Extract the full set of records, then give each one again exactly.

▸ **Provided information**

-*-

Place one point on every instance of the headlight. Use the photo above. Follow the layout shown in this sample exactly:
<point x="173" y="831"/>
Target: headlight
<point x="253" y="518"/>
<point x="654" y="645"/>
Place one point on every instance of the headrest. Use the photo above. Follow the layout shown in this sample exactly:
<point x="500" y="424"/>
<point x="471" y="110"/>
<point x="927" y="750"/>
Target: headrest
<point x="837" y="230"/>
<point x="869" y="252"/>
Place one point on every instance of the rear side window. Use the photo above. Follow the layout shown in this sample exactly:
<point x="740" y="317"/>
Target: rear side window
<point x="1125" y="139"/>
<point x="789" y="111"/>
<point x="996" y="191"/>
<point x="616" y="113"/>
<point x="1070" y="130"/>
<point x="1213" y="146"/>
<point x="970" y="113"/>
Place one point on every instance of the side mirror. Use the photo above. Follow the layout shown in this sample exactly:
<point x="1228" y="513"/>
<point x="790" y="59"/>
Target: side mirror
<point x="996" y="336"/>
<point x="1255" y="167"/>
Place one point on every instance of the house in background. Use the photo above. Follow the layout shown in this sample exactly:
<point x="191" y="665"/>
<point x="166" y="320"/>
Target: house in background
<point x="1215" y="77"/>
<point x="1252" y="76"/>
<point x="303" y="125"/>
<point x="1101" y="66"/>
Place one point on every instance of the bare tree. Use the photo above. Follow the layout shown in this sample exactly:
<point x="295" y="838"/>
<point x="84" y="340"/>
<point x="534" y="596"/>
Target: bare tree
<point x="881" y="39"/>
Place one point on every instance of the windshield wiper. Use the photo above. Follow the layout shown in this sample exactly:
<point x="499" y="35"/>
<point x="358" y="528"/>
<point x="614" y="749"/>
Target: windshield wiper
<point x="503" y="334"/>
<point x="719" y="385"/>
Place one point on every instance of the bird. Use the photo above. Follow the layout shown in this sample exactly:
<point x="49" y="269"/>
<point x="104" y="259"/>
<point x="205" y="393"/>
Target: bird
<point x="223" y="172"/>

-*-

▸ **Solution to this problem**
Place one point on every instance of the headlight. Use the photo above. Follow the layout shown in this sample exactly:
<point x="173" y="831"/>
Target: headlight
<point x="253" y="518"/>
<point x="654" y="645"/>
Place one point on every instance of the headrest. Use the photo above. Follow the layout shown in this sample exactly:
<point x="500" y="424"/>
<point x="471" y="110"/>
<point x="927" y="750"/>
Target: headrest
<point x="837" y="230"/>
<point x="869" y="252"/>
Place one point on every instance of the rear side window. Use the photo above. Follow the layout shown in this sample exactly:
<point x="740" y="317"/>
Target: rear side window
<point x="1125" y="139"/>
<point x="789" y="111"/>
<point x="996" y="191"/>
<point x="616" y="113"/>
<point x="1070" y="130"/>
<point x="1213" y="146"/>
<point x="970" y="113"/>
Place one point on every instance of the side mirror. Use the photo above. Follow the layout shown in this sample exactly:
<point x="1228" y="513"/>
<point x="790" y="59"/>
Target: side mirror
<point x="996" y="336"/>
<point x="1255" y="167"/>
Place one point on every instance of the house in background. Use the photo above. Follow the layout shown in this sample exactly:
<point x="191" y="665"/>
<point x="166" y="320"/>
Target: house in background
<point x="1215" y="77"/>
<point x="1252" y="76"/>
<point x="303" y="125"/>
<point x="1101" y="66"/>
Place one point on every instance of the bare tree. Use the photo above. Follow the layout shown in this sample exactly:
<point x="295" y="838"/>
<point x="84" y="340"/>
<point x="534" y="596"/>
Target: bare tree
<point x="881" y="39"/>
Place one point on every instance of the windshield wiper. Use the photo above. Follow the layout shown in this sample exactly:
<point x="499" y="35"/>
<point x="358" y="528"/>
<point x="614" y="749"/>
Target: windshield wiper
<point x="503" y="334"/>
<point x="719" y="385"/>
Place one point on every instance of the bird. Use the photo above. Follow the layout shown in this sample exactly:
<point x="49" y="269"/>
<point x="104" y="259"/>
<point x="205" y="393"/>
Target: bird
<point x="223" y="172"/>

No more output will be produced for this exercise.